- [INSTRUCTIONS FOR THE TASK]
Write out the whole listing. Leave out nothing.

===============

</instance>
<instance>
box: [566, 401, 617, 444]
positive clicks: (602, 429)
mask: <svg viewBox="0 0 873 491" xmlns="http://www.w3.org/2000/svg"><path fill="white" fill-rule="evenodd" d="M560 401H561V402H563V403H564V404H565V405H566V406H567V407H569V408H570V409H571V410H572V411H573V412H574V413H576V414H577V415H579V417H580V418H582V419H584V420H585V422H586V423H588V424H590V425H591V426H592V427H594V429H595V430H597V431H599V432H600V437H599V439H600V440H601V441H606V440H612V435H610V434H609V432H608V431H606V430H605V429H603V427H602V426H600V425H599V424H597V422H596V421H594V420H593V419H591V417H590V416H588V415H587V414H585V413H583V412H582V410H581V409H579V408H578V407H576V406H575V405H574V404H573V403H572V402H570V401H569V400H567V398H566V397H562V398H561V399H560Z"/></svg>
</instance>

===============

- [TASK RESPONSE]
</instance>
<instance>
box: [566, 401, 617, 444]
positive clicks: (602, 429)
mask: <svg viewBox="0 0 873 491" xmlns="http://www.w3.org/2000/svg"><path fill="white" fill-rule="evenodd" d="M560 401H561V402H563V403H564V404H565V405H566V406H567V407H569V408H570V409H571V410H572V411H573V412H574V413H576V414H577V415H579V417H580V418H582V419H584V420H585V422H586V423H588V424H590V425H591V426H592V427H594V429H595V430H597V431H599V432H600V437H599V439H600V440H601V441H606V440H612V435H610V434H609V432H608V431H606V430H605V429H603V427H602V426H600V425H599V424H597V422H596V421H594V420H593V419H591V417H590V416H588V415H587V414H585V413H583V412H582V410H581V409H579V408H578V407H576V406H575V405H574V404H573V403H572V402H570V401H569V400H567V398H566V397H562V398H561V399H560Z"/></svg>
</instance>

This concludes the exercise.